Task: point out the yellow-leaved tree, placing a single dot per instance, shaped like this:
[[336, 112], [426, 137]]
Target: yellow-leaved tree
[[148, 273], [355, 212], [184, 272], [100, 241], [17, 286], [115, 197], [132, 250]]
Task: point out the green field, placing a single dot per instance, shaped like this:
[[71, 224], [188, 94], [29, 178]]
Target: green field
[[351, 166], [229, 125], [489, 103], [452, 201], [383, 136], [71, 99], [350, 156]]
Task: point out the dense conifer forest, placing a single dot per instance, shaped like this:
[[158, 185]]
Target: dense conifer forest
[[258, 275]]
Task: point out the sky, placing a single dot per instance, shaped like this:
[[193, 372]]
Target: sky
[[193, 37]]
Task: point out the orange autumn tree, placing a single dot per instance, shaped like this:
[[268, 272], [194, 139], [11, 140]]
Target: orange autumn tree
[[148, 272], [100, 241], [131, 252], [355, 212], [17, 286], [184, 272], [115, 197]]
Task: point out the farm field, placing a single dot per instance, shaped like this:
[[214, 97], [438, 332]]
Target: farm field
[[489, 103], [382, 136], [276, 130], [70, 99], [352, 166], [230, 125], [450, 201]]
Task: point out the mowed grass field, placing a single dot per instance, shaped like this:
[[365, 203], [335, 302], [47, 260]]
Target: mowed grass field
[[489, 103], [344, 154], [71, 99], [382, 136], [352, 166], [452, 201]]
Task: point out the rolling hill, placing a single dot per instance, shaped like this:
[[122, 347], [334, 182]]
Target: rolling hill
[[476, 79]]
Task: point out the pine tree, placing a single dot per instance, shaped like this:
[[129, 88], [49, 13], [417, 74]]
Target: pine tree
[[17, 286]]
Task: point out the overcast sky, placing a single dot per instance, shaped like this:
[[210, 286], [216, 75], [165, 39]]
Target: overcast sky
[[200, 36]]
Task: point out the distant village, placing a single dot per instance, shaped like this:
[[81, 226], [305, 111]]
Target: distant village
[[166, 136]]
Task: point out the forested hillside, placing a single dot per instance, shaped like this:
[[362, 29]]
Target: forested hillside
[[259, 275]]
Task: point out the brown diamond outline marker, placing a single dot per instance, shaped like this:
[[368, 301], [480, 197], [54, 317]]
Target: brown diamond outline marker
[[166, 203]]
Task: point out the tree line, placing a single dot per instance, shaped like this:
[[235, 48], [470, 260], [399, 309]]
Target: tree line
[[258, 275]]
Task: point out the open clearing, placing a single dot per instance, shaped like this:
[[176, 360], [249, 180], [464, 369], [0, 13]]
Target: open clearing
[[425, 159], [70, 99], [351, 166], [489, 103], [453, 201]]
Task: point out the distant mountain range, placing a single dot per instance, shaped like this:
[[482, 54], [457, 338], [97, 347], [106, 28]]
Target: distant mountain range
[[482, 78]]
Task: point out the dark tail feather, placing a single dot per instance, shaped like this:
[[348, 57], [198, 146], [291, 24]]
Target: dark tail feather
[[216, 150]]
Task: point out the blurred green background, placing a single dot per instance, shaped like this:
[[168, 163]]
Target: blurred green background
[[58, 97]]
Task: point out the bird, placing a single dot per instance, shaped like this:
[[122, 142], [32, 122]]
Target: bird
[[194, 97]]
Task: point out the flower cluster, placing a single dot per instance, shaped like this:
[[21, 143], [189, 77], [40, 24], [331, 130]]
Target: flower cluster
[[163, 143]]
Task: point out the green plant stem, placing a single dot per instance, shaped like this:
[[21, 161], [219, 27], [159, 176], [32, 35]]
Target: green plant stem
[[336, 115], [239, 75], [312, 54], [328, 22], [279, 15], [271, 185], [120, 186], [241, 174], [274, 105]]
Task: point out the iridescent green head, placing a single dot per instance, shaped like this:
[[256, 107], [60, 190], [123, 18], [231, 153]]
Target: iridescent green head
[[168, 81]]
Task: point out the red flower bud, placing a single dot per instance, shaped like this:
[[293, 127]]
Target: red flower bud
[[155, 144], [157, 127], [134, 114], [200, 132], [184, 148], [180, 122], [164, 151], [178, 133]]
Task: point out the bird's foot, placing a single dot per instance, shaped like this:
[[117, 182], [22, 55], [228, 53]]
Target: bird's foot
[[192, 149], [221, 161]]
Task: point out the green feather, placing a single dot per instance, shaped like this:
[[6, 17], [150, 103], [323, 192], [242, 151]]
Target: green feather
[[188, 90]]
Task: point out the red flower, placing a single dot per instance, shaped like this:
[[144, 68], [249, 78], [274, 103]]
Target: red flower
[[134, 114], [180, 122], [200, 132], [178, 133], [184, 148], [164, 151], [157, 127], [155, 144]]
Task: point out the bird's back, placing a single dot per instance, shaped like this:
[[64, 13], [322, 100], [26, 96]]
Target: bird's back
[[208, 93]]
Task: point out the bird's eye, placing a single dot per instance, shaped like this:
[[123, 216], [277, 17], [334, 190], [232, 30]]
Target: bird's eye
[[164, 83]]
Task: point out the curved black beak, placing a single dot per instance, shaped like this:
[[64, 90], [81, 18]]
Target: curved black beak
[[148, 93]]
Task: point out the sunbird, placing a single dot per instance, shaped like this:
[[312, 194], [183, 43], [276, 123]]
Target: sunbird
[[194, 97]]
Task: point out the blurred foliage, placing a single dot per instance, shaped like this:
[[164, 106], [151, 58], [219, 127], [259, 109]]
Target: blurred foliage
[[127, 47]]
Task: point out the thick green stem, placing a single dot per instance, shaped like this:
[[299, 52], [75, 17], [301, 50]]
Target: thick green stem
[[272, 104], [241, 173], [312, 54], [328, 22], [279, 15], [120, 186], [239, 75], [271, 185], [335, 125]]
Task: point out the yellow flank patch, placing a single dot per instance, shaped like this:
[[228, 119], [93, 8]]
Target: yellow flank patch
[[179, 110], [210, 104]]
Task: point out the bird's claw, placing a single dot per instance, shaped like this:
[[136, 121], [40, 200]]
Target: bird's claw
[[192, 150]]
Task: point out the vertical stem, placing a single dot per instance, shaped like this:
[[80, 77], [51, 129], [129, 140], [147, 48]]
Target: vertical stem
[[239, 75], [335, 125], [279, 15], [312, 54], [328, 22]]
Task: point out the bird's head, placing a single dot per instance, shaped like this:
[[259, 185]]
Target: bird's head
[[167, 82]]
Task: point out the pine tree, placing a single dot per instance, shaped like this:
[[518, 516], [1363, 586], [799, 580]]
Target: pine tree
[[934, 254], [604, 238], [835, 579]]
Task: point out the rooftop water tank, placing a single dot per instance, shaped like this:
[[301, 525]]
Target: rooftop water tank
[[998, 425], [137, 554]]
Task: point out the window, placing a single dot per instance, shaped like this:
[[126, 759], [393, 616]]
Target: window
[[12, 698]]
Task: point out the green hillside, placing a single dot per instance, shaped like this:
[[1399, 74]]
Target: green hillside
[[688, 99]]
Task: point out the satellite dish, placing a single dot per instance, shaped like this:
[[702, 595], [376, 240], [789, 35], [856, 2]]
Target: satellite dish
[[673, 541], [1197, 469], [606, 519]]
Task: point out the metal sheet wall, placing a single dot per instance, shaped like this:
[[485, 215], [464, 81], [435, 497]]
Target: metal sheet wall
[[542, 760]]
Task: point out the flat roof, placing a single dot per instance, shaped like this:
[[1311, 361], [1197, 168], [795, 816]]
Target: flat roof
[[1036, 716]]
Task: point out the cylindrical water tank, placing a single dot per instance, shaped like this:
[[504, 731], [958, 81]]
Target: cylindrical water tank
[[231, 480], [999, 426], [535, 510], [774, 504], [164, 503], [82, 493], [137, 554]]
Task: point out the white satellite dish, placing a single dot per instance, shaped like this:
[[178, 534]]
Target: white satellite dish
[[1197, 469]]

> _REQUIREMENT_
Reproduce the part of the listing that opens with the line containing "Task: point out the bird's back, placing" and closes with the line containing "[[164, 83]]", substituting "head" for "eye" and leaving everything else unchanged.

> _TASK ANSWER_
Task: point out the bird's back, placing a single dot per instance, shaped like this:
[[64, 13], [322, 100], [26, 96]]
Target: bird's back
[[208, 93]]
Task: point out the bird's head, placing a single dot per instance, shaped like this:
[[123, 216], [277, 17], [334, 190], [232, 30]]
Target: bird's head
[[164, 83]]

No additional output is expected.